→ **Description of the task**:
Rewrite the lines starting at the one containing "of the man's" and ending at the final line, with "man's face" changed to "person's face" and nothing else altered.

** start Supplied information **

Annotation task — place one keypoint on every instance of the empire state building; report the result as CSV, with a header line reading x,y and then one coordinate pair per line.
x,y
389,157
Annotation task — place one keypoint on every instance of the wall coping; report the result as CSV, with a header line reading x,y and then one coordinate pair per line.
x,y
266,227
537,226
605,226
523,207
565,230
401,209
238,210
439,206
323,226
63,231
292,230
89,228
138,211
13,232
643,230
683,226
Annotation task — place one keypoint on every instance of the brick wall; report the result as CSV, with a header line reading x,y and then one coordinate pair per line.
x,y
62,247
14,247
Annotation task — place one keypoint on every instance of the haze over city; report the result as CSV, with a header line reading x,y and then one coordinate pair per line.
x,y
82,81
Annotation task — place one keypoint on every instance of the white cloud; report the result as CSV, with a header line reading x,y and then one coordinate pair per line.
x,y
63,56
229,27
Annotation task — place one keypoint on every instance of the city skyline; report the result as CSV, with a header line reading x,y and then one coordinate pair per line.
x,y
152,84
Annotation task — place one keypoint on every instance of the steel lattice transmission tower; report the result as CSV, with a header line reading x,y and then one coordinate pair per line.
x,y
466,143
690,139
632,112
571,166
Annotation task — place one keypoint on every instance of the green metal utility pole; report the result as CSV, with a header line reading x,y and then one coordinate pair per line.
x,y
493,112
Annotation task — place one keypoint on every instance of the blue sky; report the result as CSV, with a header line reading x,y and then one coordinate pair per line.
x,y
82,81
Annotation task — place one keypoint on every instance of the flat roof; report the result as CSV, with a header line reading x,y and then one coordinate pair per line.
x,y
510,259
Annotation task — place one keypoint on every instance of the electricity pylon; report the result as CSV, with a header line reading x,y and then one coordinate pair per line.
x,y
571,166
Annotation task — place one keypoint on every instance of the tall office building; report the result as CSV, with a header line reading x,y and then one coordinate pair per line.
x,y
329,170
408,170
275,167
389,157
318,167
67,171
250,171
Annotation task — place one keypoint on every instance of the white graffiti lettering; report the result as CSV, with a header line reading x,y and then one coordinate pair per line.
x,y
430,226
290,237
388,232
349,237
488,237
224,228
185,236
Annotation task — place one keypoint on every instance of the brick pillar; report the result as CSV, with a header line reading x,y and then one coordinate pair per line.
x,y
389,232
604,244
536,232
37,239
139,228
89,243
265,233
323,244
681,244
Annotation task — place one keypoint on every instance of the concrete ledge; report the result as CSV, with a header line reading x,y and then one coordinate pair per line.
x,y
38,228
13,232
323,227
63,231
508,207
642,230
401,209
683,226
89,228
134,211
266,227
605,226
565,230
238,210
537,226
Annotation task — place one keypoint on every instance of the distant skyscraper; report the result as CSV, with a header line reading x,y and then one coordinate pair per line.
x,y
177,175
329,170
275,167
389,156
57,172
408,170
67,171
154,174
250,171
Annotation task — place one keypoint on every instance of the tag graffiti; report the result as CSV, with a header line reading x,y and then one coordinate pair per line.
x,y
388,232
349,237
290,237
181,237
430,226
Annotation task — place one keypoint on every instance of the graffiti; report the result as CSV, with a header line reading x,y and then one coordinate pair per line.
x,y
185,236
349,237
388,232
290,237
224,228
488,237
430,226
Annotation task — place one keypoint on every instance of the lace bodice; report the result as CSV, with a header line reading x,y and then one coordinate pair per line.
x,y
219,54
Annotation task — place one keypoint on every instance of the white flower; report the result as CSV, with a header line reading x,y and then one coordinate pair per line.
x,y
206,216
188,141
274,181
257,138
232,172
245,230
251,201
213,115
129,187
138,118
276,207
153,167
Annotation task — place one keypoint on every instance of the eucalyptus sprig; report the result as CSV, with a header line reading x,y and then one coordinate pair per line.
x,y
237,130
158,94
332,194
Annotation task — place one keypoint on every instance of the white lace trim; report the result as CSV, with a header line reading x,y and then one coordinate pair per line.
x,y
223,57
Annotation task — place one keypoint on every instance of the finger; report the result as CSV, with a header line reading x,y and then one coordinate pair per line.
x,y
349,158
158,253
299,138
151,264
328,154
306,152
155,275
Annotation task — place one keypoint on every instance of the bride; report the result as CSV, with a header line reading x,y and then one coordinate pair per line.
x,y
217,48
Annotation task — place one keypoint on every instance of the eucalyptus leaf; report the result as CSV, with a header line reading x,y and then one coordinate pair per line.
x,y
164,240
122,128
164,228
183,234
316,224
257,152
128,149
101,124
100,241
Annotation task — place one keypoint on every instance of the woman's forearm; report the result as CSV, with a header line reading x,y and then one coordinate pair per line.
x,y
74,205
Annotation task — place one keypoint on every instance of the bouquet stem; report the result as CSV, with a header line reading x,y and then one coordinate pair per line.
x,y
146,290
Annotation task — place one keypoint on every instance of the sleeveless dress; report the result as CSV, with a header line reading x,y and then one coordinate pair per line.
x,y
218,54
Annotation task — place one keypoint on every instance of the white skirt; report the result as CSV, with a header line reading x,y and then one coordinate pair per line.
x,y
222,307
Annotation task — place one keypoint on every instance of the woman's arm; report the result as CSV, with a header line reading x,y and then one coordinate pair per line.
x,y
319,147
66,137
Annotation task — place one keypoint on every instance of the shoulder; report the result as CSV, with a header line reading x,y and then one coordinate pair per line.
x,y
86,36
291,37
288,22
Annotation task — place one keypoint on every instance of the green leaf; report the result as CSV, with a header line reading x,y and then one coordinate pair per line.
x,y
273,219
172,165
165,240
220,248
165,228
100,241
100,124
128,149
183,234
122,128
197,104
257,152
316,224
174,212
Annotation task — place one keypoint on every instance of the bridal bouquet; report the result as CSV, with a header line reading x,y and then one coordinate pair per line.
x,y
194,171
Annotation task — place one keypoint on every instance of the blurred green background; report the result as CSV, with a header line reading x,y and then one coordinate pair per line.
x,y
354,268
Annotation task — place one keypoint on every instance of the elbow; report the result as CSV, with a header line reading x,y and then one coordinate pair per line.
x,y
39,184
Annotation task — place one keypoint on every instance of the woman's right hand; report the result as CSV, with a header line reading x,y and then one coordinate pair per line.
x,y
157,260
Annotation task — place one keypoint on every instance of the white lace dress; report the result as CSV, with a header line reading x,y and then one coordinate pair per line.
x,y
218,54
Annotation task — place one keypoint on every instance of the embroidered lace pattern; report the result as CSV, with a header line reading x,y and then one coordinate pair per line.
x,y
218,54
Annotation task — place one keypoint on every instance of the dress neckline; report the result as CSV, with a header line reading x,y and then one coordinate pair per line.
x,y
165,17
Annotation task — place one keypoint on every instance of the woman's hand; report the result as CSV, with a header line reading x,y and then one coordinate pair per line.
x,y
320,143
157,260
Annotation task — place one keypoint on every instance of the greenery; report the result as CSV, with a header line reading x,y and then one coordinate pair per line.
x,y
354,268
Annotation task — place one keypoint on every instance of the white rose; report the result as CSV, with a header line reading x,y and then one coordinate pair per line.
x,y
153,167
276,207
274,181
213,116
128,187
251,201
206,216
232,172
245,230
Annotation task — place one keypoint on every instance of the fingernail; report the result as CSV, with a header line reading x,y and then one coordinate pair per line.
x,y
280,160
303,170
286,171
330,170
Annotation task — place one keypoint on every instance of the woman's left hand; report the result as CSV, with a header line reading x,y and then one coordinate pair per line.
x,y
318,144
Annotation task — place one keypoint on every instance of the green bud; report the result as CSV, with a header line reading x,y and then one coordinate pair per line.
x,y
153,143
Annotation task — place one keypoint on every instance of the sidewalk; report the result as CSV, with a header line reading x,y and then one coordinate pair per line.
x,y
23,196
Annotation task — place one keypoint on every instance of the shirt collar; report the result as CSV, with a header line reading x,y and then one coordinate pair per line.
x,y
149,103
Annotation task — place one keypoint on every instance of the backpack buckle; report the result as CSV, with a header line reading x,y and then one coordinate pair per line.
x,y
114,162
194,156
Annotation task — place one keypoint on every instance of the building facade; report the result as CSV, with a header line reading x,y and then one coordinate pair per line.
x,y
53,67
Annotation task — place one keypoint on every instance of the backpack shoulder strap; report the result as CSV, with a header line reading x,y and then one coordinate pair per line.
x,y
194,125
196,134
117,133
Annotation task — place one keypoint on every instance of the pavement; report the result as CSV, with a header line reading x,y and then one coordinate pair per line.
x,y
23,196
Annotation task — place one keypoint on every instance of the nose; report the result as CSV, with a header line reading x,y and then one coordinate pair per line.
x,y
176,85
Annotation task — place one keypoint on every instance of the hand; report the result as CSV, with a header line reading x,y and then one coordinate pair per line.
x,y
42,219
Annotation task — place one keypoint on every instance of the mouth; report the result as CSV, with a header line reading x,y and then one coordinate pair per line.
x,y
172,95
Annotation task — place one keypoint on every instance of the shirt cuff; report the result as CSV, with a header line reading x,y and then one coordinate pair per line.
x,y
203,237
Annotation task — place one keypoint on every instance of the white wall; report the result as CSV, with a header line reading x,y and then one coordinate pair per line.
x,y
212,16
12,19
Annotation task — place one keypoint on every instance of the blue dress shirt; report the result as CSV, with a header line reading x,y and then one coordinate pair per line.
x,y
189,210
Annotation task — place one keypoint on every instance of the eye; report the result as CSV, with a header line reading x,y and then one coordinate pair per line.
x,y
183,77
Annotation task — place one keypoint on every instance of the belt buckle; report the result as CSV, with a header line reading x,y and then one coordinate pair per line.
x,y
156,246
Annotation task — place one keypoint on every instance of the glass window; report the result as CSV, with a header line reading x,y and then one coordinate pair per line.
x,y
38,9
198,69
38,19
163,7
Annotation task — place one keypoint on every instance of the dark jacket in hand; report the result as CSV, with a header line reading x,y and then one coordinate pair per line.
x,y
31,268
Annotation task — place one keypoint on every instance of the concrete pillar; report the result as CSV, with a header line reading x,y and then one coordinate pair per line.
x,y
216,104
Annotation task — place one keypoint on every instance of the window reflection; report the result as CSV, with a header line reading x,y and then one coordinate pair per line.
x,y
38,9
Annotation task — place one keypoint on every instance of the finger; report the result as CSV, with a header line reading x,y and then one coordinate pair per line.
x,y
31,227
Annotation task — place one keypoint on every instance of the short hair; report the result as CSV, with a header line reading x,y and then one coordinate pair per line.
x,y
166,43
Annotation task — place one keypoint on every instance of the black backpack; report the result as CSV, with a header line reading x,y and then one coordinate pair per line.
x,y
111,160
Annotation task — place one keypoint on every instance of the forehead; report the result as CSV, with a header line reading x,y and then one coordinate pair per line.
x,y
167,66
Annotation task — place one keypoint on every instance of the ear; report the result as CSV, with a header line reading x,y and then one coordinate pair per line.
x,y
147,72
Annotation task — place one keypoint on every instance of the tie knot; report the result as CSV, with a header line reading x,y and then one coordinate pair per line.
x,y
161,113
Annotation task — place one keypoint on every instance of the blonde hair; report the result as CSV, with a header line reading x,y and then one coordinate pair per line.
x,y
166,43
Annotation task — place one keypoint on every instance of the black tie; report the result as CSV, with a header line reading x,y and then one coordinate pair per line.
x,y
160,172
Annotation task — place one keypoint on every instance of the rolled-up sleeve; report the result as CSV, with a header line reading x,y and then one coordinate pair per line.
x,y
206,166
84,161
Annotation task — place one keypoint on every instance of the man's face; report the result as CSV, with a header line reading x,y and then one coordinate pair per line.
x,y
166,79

** end Supplied information **

→ **Correct response**:
Annotation task — place one keypoint on every instance of the person's face; report the result as CSV, with a header line reading x,y and then one coordinate pair per line.
x,y
166,79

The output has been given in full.